= Records to use =
※
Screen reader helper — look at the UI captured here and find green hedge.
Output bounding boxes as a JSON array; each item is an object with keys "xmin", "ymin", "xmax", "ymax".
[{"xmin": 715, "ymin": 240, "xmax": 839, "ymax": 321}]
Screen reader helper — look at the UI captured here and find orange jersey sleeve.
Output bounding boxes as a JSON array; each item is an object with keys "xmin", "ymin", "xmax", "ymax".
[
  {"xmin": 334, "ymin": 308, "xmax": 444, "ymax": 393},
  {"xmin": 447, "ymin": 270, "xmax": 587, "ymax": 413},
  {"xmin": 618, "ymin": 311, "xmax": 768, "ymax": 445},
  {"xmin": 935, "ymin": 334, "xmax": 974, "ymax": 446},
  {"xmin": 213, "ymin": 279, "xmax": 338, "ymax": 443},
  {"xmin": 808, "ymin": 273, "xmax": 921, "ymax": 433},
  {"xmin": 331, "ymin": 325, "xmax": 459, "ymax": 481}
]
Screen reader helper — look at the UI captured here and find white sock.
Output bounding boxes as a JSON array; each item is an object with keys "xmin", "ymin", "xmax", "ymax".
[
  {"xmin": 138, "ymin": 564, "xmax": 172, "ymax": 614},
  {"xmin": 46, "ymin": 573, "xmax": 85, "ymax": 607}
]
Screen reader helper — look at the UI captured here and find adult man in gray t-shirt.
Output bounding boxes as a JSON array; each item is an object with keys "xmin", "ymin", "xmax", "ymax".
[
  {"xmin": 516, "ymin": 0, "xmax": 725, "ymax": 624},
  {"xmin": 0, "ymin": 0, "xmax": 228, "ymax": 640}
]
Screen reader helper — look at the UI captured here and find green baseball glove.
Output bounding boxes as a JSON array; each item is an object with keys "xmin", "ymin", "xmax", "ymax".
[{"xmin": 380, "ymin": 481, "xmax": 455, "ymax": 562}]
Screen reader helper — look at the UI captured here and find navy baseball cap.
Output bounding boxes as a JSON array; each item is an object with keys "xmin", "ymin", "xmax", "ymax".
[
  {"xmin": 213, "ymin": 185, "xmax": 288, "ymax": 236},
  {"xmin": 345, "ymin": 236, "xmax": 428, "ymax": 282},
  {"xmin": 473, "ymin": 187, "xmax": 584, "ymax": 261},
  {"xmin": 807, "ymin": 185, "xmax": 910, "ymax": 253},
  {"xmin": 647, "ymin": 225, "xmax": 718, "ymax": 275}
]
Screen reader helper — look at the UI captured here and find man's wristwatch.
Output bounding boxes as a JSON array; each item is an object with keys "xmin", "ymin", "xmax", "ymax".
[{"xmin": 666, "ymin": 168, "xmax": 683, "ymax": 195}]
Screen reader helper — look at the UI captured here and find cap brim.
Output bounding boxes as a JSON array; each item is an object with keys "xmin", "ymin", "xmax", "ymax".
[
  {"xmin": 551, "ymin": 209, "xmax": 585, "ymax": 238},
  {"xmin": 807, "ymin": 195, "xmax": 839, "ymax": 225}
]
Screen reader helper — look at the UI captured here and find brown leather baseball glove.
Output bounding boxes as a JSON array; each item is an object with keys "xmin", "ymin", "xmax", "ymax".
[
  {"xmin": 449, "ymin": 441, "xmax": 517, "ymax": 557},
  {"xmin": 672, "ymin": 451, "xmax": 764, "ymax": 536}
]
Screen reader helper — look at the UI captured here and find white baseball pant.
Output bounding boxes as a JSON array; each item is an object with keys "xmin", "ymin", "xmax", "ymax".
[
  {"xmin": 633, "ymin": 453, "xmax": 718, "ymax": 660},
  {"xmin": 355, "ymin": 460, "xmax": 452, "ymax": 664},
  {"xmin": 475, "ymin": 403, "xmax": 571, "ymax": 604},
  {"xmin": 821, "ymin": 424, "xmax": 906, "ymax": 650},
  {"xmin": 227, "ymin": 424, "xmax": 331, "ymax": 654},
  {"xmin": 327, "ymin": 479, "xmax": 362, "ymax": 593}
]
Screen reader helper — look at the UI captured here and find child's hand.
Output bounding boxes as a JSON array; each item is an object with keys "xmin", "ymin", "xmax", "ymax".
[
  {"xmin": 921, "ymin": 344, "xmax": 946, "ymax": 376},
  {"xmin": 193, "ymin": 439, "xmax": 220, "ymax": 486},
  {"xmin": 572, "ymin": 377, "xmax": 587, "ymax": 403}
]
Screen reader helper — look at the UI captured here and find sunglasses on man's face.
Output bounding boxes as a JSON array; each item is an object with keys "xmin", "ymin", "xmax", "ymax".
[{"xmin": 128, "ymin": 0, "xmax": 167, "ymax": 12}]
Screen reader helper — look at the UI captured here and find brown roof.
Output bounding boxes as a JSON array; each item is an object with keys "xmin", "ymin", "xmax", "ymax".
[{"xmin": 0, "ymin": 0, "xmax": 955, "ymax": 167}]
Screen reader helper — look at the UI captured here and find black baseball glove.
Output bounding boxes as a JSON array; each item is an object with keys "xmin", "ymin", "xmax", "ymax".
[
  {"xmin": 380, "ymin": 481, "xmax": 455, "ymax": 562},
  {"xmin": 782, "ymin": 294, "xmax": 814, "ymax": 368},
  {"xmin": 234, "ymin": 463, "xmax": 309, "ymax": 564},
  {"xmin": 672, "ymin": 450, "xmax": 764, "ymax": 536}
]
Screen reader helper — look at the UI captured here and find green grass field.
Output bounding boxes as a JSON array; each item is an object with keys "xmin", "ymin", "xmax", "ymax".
※
Please count the lines in the items above that contain the string "brown". Case counts, and your reply should be only the number.

= Output for this exercise =
2